> **Task prompt**: Rewrite the records as a numbered list, starting at their first line and ending with the line that contains "positive clicks: (348, 181) (386, 187)". Leave out any blank lines.

> **Data for processing**:

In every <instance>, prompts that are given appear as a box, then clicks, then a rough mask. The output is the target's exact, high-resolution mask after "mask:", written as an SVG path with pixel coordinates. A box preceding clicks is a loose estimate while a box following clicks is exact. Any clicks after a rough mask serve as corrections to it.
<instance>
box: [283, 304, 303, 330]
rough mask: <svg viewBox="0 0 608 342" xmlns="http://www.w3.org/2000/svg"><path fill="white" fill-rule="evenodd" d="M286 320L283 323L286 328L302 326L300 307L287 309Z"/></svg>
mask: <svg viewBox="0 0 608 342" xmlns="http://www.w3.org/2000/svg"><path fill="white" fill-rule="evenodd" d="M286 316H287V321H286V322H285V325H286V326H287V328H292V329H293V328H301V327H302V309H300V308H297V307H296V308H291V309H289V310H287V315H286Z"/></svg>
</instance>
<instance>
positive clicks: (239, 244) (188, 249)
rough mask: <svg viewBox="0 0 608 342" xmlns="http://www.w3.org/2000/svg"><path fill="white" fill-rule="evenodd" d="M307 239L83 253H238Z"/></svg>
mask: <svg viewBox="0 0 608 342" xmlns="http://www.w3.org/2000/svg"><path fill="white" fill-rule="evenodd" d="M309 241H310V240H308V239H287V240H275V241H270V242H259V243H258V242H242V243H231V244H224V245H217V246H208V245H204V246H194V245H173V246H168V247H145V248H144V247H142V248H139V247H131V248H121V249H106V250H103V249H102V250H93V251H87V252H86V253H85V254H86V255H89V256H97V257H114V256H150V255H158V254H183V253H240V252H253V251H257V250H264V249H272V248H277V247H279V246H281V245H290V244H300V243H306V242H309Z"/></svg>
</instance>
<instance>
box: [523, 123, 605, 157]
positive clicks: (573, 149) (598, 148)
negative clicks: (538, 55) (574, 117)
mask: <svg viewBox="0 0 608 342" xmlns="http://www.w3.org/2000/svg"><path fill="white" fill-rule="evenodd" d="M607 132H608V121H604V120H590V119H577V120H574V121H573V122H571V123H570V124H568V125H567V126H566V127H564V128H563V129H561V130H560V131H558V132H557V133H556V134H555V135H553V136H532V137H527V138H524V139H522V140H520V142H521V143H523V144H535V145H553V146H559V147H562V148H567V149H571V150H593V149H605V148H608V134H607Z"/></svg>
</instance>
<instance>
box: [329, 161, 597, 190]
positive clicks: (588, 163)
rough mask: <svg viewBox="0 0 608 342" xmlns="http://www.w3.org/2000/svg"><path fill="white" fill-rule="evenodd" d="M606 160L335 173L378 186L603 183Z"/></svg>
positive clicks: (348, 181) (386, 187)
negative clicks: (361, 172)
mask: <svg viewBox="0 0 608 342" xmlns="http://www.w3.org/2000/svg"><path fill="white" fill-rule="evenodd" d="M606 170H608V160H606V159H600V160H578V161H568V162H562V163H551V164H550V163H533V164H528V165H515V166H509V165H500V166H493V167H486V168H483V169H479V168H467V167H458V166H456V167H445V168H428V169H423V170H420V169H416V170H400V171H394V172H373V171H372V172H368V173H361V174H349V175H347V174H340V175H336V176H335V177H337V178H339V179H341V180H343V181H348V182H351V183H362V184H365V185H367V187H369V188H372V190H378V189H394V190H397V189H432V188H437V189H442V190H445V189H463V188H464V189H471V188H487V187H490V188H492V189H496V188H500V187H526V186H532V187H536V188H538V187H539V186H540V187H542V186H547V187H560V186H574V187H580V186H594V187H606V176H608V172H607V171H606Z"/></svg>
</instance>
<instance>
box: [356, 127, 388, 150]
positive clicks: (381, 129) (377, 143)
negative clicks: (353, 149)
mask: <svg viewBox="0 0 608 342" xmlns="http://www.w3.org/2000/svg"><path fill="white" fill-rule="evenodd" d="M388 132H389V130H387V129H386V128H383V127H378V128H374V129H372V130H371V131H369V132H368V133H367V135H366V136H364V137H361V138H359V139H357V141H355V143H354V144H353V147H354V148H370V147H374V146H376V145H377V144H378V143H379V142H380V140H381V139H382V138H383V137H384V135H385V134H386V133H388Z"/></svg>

> **Expected answer**:
1. In every <instance>, prompts that are given appear as a box, then clicks, then a rough mask. The output is the target's exact, high-resolution mask after "mask:", written as an SVG path with pixel coordinates. A box preceding clicks is a loose estimate while a box following clicks is exact. Any clicks after a rough mask serve as corrections to it.
2. <instance>
3. box: [283, 304, 303, 330]
4. rough mask: <svg viewBox="0 0 608 342" xmlns="http://www.w3.org/2000/svg"><path fill="white" fill-rule="evenodd" d="M286 320L283 323L286 328L302 326L300 307L287 309Z"/></svg>
5. mask: <svg viewBox="0 0 608 342" xmlns="http://www.w3.org/2000/svg"><path fill="white" fill-rule="evenodd" d="M286 316H287V321H286V322H285V325H286V326H287V328H292V329H293V328H301V327H302V309H300V308H297V307H296V308H291V309H289V310H287V315H286Z"/></svg>
6. </instance>
7. <instance>
8. positive clicks: (239, 244) (188, 249)
9. rough mask: <svg viewBox="0 0 608 342" xmlns="http://www.w3.org/2000/svg"><path fill="white" fill-rule="evenodd" d="M307 239L83 253H238Z"/></svg>
10. mask: <svg viewBox="0 0 608 342" xmlns="http://www.w3.org/2000/svg"><path fill="white" fill-rule="evenodd" d="M309 241H310V240H308V239H287V240H275V241H270V242H259V243H258V242H242V243H231V244H224V245H217V246H208V245H204V246H194V245H173V246H168V247H145V248H144V247H142V248H139V247H131V248H121V249H106V250H103V249H102V250H93V251H87V252H86V253H85V254H86V255H89V256H97V257H114V256H150V255H158V254H183V253H240V252H253V251H257V250H264V249H272V248H277V247H279V246H281V245H290V244H300V243H306V242H309Z"/></svg>
11. </instance>
12. <instance>
13. box: [523, 123, 605, 157]
14. positive clicks: (573, 149) (598, 148)
15. negative clicks: (538, 55) (574, 117)
16. mask: <svg viewBox="0 0 608 342" xmlns="http://www.w3.org/2000/svg"><path fill="white" fill-rule="evenodd" d="M607 132H608V121H604V120H590V119H577V120H574V121H573V122H571V123H570V124H568V125H567V126H566V127H564V128H563V129H561V130H560V131H558V132H557V133H556V134H555V135H553V136H532V137H527V138H524V139H522V140H520V142H521V143H523V144H535V145H553V146H559V147H562V148H567V149H571V150H593V149H605V148H608V134H607Z"/></svg>
17. </instance>
18. <instance>
19. box: [329, 161, 597, 190]
20. positive clicks: (588, 163)
21. rough mask: <svg viewBox="0 0 608 342" xmlns="http://www.w3.org/2000/svg"><path fill="white" fill-rule="evenodd" d="M606 160L335 173L378 186L603 183Z"/></svg>
22. positive clicks: (348, 181) (386, 187)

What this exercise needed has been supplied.